Request 1:
Decide whether each statement below agrees with the forum thread that follows. For each, answer yes or no and quote the words of the forum thread that decide it. (a) shl-kelso says most smart thermostats have a 7 degree minimum for frost protection. (b) Tykebike turns the thermostat down to around 15 degrees when going skiing. (c) grunty-motor's heating is set to 16 degrees.

# Should heating be set at 15c if away over winter



## AndyA4TDI (May 7, 2012)

Hi

Going away in a couple of weeks for 4 days, would it be best to leave the heating on constantly at say 15c just in case there is a cold snap? 

What do others do if away over winter?
Thanks


----------



## Mac- (Apr 9, 2019)

Mine is on ECO via google nest when I'm away, it's set to 6°C just to protect from frost.


----------



## RS3 (Mar 5, 2018)

What's your concern Andy, is it burst pipes ETC?.

I've never left heating on while away any time of year but I have always lived in very well insulated houses.


----------



## Tykebike (Mar 27, 2016)

With the price of energy these days it might be cheaper to set fire to some £20 notes!
Have a look at the weather forcast before you go and then decide on the temperature to be set. I turn the hot water off and the thermostat down to around 10 degrees when we go skiing.


----------



## AndyA4TDI (May 7, 2012)

Pipes are lagged but thinking it might be wise to leave it on low just in case, I know gas is expensive at the moment but has to be cheaper than risking a burst pipe in winter.


----------



## danwel (Feb 18, 2007)

Mac- said:


> Mine is on ECO via google nest when I'm away, it's set to 6°C just to protect from frost.


Mine is same as yours but i use Tado. Its off half of the week and i turn it on real for coming home.


----------



## Soul boy 68 (Sep 8, 2013)

I'd leave it at 15 degrees, maybe a little higher just to keep things ticking over, if it stays mild then your quid's in if that makes sense .


----------



## shl-kelso (Dec 27, 2012)

Most “smart” thermostats have a 7 degree minimum for room-side frost protection, but that can lead to high internal humidity/condensation/damp in some situations if rooms are left to cool down to this level. 

I tend to stick with 10-12 degrees as my non-occupied setpoint for the majority of installations unless the customers are particularly keen to just go for insurance specified minimums (again usually 7 degrees if they have had burst pipes in winter before).


----------



## percymon (Jun 27, 2007)

The cost difference between dropping the temp to 10'C and then reheating to normal after 4 days, compared to dropping it to 15'c, and dropping to 20'C are pretty minimal over such a short time period.


----------



## Mirror Finish Details (Aug 21, 2008)

We have ours on all the time around 15 degrees. Its actually cheaper to just let it tick over than keeping it boosting from cold. 
Well insulated 4 bed house we are less than £60 a month just for gas. 
Its the summer that kills us as we have air con in the house.


----------



## Darlofan (Nov 24, 2010)

I've never left ours on at all when away. Pipes are lagged, loft insulated etc.


----------



## Caledoniandream (Oct 9, 2009)

We leave it ticking over on 15 degrees in the night and when we are not here.
It’s cheaper than frozen pipes, damp and a cold bourse when you come home, from 15 to 20 goes quickly, from 4 to 20 takes forever.
The thing is, if it is mild, the heating hardly comes on, when the temperature drops substantial, it will fire up, but not as much as when you are home as no doors get opened. 
I never gamble, bad weather can be here this time of year at the drop of a hat.


----------



## grunty-motor (Aug 11, 2016)

ours is set to 16deg, if we switched it off, it would take our house AGES to warm up again.


----------



## garage_dweller (Apr 10, 2018)

Request 2:
Update the stored items listing below by replacing "car hood" with "windshield", and reproduce all of its lines with nothing else changed.

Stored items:
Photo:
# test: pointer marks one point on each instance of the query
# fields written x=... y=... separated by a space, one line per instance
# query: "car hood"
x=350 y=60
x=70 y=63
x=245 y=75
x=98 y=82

Expected output 1:
(a) Yes: "Most “smart” thermostats have a 7 degree minimum for room-side frost protection"
(b) No: "I turn the hot water off and the thermostat down to around 10 degrees when we go skiing."
(c) Yes: "ours is set to 16deg"

Expected output 2:
Photo:
# test: pointer marks one point on each instance of the query
# fields written x=... y=... separated by a space, one line per instance
# query: "windshield"
x=350 y=60
x=70 y=63
x=245 y=75
x=98 y=82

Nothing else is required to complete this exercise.